*Lines of data:*
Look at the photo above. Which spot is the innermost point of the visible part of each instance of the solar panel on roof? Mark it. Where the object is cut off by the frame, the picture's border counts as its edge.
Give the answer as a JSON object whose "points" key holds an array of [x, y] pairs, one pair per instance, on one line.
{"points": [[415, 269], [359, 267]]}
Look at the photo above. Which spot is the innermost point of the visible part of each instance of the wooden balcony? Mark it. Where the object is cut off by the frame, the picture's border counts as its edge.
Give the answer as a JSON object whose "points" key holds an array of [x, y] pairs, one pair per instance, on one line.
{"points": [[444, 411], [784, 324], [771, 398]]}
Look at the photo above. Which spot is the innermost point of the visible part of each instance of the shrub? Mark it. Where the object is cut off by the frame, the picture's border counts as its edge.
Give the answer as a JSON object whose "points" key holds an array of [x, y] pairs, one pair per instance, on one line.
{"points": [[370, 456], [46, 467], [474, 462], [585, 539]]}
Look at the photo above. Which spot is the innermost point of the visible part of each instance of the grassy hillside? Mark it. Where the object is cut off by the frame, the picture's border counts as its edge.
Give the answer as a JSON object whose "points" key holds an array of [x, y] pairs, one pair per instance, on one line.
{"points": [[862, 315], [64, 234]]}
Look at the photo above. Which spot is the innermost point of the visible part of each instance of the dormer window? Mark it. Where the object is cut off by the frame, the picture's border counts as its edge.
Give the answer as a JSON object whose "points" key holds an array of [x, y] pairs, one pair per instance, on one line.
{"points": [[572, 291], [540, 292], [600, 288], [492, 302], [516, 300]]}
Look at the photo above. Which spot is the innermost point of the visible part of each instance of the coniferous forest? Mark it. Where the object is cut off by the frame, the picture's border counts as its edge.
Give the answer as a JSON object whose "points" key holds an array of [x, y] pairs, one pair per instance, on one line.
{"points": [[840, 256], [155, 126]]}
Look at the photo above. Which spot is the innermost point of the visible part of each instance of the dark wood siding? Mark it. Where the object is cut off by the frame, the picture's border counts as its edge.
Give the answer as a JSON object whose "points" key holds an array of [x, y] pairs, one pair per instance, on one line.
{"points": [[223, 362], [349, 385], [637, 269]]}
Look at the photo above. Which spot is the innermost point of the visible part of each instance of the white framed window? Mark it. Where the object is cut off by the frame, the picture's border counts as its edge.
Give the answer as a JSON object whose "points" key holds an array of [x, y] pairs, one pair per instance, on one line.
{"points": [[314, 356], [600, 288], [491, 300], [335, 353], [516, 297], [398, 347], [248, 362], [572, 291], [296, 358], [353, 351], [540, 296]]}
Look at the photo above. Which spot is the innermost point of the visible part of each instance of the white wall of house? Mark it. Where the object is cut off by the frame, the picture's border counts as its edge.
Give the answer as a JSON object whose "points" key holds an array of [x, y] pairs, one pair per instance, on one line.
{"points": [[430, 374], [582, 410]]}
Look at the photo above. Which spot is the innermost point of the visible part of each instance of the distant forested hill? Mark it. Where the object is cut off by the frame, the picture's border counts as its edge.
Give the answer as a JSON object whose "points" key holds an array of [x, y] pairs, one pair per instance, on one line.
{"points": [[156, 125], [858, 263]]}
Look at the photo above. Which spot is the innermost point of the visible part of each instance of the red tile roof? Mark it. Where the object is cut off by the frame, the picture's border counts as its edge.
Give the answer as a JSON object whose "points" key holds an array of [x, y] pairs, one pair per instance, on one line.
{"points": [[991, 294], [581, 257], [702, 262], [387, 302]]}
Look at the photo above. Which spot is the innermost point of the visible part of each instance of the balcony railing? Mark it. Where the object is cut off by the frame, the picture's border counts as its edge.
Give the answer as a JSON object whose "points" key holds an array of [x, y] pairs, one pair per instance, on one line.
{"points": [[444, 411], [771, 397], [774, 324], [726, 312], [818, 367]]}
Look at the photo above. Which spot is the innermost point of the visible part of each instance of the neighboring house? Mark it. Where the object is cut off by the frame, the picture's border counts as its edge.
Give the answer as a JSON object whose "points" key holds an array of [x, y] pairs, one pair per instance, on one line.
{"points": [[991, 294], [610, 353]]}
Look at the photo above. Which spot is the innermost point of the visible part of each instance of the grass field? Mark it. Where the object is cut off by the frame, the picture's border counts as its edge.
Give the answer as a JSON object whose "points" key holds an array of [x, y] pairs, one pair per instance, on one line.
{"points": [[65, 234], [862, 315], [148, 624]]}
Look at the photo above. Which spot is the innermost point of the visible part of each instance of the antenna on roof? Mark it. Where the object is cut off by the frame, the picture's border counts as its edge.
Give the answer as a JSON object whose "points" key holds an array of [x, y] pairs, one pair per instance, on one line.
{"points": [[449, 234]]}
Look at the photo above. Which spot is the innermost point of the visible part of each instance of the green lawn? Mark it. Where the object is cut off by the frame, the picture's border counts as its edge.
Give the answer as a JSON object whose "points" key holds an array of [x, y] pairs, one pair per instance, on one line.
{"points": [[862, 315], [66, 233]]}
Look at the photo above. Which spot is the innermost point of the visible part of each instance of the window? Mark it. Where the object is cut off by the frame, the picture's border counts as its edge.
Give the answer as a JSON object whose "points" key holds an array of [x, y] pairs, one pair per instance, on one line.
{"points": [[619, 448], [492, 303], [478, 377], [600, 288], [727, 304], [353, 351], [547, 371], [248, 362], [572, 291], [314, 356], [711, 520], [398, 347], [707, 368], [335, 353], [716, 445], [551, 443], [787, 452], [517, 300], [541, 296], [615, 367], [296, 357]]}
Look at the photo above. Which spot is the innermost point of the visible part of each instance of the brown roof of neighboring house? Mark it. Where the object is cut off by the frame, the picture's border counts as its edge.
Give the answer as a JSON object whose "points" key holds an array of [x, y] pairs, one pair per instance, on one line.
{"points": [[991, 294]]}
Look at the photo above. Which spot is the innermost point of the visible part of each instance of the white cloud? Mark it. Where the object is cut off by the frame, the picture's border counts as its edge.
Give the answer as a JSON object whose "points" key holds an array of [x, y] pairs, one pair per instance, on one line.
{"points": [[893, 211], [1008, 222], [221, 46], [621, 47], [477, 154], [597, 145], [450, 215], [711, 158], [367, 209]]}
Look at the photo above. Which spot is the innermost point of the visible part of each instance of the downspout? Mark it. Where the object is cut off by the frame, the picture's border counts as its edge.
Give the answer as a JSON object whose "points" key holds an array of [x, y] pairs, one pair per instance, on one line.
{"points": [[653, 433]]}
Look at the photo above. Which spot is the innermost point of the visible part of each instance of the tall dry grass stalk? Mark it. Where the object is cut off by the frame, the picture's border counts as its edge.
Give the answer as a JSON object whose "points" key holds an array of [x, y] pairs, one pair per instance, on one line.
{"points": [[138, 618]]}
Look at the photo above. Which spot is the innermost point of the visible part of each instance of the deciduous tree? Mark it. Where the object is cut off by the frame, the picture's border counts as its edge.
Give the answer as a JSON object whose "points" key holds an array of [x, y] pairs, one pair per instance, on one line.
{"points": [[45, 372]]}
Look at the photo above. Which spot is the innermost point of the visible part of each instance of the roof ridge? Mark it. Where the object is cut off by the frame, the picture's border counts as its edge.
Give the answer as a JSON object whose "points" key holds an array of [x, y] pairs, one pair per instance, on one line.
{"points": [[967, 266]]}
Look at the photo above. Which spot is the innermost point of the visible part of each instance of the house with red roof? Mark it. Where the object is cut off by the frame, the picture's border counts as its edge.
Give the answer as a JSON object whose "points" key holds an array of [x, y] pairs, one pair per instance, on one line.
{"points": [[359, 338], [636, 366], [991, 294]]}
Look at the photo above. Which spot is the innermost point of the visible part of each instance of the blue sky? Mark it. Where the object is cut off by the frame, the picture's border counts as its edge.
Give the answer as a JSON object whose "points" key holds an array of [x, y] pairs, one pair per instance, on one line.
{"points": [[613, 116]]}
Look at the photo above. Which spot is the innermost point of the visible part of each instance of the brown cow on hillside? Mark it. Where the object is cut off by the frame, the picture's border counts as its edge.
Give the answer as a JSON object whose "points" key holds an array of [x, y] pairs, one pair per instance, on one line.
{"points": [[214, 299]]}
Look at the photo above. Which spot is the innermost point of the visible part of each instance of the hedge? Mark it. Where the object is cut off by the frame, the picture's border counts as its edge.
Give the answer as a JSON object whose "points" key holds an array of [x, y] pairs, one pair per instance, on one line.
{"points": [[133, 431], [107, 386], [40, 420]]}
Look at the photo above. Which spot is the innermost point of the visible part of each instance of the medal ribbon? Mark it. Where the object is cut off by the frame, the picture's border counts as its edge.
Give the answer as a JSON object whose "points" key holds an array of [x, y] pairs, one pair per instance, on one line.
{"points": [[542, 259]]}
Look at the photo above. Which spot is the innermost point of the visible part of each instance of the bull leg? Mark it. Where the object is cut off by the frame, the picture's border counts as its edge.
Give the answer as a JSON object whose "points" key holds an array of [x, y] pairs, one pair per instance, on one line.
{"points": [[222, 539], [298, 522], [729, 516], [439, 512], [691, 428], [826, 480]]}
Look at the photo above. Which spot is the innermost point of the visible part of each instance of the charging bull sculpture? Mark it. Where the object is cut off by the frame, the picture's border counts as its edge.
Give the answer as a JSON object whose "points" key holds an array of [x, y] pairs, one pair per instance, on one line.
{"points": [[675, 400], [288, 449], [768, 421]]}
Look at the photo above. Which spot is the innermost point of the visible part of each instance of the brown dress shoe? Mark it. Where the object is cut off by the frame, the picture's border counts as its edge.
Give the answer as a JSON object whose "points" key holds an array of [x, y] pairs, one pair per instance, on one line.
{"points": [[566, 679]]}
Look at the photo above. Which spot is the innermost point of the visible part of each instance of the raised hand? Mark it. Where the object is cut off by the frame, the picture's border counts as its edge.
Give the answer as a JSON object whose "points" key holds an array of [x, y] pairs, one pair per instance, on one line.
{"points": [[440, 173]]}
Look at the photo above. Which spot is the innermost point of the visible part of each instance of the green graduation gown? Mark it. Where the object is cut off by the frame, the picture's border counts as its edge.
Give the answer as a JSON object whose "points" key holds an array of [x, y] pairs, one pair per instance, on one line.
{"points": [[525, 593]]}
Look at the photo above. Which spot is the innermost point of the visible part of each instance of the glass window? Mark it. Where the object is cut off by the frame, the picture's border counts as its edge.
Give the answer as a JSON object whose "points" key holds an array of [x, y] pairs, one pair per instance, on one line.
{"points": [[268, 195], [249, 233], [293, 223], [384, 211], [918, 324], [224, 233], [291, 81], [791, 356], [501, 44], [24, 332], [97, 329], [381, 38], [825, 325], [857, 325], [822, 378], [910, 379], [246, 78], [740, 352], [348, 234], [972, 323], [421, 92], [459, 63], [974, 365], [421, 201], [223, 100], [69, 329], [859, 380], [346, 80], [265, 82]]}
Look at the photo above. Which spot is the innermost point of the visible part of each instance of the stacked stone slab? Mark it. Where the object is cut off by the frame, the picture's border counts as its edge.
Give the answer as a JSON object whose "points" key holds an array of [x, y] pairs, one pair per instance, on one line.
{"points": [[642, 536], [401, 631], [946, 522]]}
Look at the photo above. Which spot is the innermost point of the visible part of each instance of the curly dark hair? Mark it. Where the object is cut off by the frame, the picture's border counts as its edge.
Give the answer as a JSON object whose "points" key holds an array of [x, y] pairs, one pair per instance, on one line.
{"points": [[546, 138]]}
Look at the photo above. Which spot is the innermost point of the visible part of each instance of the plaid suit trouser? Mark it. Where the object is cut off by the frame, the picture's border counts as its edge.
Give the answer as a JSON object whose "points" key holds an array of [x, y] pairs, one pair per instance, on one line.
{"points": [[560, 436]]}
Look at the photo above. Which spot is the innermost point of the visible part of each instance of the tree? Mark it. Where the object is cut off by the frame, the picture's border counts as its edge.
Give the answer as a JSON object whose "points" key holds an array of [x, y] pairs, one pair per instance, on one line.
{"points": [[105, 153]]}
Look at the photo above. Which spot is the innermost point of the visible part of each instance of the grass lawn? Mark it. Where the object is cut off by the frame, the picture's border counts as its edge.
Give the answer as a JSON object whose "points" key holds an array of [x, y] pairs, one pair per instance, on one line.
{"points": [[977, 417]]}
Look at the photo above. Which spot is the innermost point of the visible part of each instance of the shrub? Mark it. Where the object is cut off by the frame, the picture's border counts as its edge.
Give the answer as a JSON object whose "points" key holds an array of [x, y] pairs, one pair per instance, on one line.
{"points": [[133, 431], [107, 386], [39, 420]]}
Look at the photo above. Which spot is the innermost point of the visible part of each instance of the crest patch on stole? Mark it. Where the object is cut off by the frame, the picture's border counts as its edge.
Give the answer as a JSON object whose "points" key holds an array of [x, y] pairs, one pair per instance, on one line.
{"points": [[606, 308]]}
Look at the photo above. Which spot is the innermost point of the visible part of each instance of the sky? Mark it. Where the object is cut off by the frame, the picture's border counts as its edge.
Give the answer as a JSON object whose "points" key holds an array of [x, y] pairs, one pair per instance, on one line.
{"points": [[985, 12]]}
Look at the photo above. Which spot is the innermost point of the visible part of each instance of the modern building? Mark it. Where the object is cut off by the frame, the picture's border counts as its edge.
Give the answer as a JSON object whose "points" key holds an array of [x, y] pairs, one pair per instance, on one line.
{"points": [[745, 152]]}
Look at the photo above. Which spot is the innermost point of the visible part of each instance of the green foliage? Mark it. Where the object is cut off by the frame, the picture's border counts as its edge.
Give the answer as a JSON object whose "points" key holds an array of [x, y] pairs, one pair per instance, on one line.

*Stated problem:* Everything from the line with "of the crest" to the end of the listing above needs to be duplicated exactly, both end lines included, with nothing more.

*Task response:*
Look at the photo above. Which spot is the innermost point of the visible part of each instance of the crest patch on stole? Mark it. Where the object is cut off by the frame, the picture's border counts as its edge.
Give the answer as a JSON object whose "points" key holds an array of [x, y] pairs, one pair per instance, on one line.
{"points": [[606, 308]]}
Look at the photo above. Which spot is the innermost point of the visible part of each instance of the sky? Mark it. Where the object is cut off by the frame, the picture's border counts as its edge.
Give the answer as a JSON object whose "points" key holds an array of [x, y] pairs, one pair per instance, on one line.
{"points": [[985, 12]]}
Look at the photo above. Which spot is the innermost point of the visible part of each instance of the modern building? Mark it. Where the object is cut off by the frame, the picture's border counts as its edge.
Give the answer as a JSON object whose "points" key holds an array of [x, y] pairs, one pair per instance, on one line.
{"points": [[745, 152]]}
Look at the photo above. Which spot is the innermost point of the visible part of each instance of the green foliage? Mark it. Where the object is cut off by the frame, the picture's border counts as its edge.
Give the answer as a JSON object whose "points" key holds an array of [x, y] pairs, one pair per instance, on one line.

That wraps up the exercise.